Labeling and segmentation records
## Begin
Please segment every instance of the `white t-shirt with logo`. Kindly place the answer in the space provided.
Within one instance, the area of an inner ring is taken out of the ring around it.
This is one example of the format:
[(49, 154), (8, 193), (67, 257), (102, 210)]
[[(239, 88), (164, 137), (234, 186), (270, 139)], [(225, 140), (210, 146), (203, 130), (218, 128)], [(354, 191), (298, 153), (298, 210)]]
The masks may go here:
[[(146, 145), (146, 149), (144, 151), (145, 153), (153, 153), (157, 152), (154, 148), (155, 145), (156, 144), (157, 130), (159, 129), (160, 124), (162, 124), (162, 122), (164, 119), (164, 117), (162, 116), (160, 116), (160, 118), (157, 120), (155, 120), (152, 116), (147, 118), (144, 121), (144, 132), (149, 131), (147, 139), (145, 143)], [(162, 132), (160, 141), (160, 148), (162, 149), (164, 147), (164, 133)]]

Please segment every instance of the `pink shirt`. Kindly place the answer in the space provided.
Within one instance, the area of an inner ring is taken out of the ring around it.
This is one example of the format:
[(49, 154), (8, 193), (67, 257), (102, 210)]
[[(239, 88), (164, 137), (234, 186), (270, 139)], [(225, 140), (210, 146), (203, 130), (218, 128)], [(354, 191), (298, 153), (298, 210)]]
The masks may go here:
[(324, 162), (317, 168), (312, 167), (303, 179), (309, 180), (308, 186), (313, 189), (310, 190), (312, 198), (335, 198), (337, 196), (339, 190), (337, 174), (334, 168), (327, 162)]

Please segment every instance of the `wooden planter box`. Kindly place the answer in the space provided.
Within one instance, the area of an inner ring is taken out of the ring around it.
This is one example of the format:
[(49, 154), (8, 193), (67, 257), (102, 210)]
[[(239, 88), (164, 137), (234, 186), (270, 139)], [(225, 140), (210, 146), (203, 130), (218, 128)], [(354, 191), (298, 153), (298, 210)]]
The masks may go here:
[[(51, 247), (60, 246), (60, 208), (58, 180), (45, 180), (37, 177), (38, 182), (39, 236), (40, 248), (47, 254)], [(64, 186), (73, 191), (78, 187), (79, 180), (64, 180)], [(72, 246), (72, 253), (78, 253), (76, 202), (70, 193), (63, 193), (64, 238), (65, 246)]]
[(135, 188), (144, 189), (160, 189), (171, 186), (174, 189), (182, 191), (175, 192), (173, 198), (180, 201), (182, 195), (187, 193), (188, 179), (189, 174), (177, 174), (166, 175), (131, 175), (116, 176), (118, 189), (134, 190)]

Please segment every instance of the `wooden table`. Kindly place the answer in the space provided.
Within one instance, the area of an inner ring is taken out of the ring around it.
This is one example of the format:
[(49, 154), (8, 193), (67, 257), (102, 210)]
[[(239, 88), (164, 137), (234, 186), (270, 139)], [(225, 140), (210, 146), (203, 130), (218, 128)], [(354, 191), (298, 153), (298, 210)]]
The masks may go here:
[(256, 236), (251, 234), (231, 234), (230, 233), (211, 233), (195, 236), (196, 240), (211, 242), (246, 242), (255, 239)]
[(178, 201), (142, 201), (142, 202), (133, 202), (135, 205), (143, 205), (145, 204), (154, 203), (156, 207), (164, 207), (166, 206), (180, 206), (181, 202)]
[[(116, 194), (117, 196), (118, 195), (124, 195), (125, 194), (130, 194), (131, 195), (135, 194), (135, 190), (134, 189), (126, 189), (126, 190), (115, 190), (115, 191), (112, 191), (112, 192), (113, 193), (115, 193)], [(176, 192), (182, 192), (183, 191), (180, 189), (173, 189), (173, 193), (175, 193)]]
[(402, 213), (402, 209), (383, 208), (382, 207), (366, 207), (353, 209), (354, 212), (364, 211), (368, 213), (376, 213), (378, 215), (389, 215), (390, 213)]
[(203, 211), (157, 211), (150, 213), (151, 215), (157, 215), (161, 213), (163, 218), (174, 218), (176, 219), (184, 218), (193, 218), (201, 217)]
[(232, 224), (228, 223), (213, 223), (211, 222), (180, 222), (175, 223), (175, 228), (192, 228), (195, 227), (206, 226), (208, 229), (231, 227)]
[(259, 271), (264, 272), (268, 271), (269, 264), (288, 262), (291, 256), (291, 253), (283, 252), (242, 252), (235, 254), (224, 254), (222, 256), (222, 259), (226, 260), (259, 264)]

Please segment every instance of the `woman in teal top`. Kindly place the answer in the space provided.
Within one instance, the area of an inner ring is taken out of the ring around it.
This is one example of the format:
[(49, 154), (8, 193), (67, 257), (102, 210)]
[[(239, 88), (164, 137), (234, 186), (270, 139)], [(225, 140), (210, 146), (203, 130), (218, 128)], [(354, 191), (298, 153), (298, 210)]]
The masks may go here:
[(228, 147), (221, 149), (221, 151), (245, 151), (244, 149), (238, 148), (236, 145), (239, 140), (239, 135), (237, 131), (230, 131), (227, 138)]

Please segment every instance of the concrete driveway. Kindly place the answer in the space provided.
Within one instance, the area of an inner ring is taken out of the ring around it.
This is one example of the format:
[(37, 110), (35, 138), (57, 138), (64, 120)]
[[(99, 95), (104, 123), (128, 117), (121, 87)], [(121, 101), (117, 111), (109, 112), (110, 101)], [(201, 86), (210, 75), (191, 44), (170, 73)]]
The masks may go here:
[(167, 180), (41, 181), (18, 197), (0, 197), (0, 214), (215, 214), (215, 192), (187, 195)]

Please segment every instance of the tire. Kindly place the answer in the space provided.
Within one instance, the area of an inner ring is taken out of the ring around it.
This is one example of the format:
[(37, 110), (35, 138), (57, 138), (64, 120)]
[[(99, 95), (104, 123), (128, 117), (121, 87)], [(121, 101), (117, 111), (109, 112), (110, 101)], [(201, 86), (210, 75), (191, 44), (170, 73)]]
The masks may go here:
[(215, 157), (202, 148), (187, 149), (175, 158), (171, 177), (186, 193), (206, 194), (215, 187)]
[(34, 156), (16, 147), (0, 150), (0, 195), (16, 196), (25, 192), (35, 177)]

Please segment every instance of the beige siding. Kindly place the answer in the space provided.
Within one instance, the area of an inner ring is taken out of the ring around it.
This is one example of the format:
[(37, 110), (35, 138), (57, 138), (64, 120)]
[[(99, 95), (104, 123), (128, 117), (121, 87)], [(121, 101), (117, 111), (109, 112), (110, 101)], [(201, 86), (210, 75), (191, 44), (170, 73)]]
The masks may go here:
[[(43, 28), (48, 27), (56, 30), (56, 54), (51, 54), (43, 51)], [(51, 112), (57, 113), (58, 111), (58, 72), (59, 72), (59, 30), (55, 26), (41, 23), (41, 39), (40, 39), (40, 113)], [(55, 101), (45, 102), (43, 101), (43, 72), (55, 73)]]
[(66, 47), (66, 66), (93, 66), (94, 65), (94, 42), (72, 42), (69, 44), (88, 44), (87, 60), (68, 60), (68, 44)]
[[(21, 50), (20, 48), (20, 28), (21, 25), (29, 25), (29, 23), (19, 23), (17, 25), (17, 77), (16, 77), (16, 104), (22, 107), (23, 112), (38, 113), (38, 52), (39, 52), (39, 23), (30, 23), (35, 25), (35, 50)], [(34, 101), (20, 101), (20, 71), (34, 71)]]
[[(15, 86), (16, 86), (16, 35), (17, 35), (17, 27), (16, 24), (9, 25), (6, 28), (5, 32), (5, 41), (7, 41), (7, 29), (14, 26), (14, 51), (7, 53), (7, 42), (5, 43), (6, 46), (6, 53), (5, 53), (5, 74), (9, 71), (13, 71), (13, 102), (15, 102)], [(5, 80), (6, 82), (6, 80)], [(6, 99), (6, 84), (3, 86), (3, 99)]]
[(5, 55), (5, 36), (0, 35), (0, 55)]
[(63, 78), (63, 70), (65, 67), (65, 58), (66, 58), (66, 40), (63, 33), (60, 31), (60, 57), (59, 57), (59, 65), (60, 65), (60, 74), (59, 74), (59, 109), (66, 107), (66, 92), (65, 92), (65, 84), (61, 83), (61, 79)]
## End
## [PROBLEM STATEMENT]
Pick out each line in the listing above that contains the word "Kindly", and copy those lines in full.

## [ANSWER IN FULL]
Please segment every instance of the `white t-shirt with logo`. Kindly place the answer in the space provided.
Please segment every instance of the `pink shirt`. Kindly place the answer in the space provided.
Please segment every instance of the `wooden planter box`. Kindly place the answer in the space provided.
Please segment every instance of the `wooden table`. Kindly place the answer in the space provided.
Please segment every instance of the `woman in teal top`. Kindly place the answer in the space provided.
Please segment every instance of the concrete driveway. Kindly place the answer in the space provided.
Please segment every instance of the tire. Kindly place the answer in the space provided.
Please segment every instance of the beige siding. Kindly place the answer in the space provided.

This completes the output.